(Data items)

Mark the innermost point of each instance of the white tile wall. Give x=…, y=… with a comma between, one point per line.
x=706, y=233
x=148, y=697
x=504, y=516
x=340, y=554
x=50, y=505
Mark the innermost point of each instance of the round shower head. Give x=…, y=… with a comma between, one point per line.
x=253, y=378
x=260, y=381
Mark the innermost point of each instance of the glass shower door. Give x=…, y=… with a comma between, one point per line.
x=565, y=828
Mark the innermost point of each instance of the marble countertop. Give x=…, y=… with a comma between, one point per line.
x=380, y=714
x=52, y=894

* * *

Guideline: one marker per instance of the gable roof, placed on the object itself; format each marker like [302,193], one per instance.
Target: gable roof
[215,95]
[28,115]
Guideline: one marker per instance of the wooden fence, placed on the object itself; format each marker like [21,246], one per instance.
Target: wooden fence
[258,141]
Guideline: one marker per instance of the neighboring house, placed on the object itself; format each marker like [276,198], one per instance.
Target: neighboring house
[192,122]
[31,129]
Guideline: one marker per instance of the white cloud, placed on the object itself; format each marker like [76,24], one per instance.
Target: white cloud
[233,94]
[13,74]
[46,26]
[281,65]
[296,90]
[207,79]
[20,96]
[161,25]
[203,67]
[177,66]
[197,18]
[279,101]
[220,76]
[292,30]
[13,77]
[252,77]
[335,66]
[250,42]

# [Required work]
Give back everything from the line containing "Mark the innermost point of each instance of the white" down to the line containing "x=52, y=894", substituting "central" for "innermost" and leaving everything else unchanged.

# [Expected output]
Mark the central point of each instance of the white tile wall. Give x=…, y=… with a comma between, one point per line.
x=706, y=233
x=148, y=697
x=504, y=516
x=340, y=554
x=50, y=505
Mark the central point of each instance of the round shower head. Give x=…, y=… with a comma between, one point per line.
x=253, y=378
x=260, y=381
Mark the central point of each instance of the glass shower door. Give x=…, y=… with a comma between, one point per line.
x=565, y=828
Mark the central point of each instance of the marble countertop. Give x=…, y=… with a comma between, one point per line.
x=380, y=714
x=52, y=894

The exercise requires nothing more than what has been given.